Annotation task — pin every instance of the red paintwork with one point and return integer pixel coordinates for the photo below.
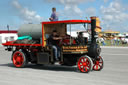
(18, 59)
(11, 44)
(83, 66)
(49, 22)
(67, 22)
(98, 64)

Directions:
In this exercise, set down all of the data exactly, without the pictures.

The completed task:
Annotation task — pin every instance of the red paintwork with one point and return integer pixel coordinates for the photo below.
(18, 59)
(11, 44)
(83, 66)
(49, 22)
(67, 22)
(98, 64)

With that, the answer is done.